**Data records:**
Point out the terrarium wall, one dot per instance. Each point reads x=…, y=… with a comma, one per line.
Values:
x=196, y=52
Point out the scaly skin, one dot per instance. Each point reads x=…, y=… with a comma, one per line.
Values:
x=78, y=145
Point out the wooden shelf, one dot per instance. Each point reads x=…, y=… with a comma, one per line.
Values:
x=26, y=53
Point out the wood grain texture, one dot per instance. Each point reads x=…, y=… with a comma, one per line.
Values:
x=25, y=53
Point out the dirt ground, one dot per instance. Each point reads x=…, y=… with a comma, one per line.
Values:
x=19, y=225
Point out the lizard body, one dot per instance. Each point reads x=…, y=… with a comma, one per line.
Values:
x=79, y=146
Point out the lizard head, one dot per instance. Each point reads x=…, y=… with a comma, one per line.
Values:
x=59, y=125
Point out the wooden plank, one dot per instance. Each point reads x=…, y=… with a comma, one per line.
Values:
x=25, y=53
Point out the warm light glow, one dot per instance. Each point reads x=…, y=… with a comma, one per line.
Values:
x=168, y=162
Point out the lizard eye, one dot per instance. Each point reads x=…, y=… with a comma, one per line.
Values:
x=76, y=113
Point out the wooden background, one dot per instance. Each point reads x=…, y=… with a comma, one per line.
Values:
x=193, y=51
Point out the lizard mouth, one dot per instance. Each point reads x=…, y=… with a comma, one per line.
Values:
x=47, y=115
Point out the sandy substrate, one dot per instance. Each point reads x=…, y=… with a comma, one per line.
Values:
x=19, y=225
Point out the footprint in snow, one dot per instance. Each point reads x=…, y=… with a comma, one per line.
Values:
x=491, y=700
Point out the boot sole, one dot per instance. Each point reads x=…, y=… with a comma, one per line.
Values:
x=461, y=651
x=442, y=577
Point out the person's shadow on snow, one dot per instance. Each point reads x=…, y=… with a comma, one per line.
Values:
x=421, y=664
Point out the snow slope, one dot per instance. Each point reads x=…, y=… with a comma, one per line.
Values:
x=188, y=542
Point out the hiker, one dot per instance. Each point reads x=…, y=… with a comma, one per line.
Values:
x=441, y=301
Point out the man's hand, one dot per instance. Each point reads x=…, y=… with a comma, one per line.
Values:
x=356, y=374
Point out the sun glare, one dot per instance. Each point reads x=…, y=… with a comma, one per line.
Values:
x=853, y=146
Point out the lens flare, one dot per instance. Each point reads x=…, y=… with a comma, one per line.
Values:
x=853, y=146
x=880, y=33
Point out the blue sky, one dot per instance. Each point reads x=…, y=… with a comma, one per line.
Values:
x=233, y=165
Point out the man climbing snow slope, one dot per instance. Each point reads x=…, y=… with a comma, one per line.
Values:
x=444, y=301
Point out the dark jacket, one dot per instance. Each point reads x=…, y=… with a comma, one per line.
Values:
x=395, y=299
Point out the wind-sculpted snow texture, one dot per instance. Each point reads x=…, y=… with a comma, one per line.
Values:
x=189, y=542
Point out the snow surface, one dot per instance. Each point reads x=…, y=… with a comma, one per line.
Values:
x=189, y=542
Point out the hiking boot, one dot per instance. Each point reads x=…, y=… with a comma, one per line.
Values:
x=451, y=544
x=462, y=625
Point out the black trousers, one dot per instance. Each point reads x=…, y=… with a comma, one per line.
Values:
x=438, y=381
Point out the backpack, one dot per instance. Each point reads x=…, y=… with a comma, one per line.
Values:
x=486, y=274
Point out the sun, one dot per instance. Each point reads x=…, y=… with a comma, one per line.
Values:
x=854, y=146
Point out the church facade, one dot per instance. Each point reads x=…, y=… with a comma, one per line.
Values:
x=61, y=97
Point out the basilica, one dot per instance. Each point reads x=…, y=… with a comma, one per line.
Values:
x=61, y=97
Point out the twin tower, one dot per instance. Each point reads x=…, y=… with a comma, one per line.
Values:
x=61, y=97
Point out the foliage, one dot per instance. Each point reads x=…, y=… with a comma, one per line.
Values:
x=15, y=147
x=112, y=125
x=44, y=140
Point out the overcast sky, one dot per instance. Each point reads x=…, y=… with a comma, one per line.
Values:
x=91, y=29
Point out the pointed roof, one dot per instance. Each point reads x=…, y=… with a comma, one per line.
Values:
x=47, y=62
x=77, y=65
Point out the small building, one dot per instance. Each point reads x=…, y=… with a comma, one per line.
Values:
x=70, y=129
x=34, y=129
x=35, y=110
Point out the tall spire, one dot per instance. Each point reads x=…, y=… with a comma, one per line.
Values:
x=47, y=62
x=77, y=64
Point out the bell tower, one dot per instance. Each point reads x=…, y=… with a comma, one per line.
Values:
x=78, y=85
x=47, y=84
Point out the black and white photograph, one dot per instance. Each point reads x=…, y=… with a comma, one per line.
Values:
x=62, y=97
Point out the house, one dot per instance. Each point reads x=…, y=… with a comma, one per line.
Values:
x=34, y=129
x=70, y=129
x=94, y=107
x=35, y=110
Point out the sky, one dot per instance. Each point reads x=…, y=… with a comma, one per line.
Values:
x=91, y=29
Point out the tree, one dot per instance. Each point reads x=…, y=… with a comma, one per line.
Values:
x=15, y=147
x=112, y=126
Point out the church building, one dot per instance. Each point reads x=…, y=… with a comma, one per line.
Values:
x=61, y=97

**To do:** Among the lines above, which hold the word "slope"? Report each one.

**Result of the task:**
Point out the snow slope, one dot per instance. Each point reads x=…, y=… with a comma, one per line.
Point out the man climbing snow slope, one dot per instance. Each point reads x=…, y=… with a comma, one per line.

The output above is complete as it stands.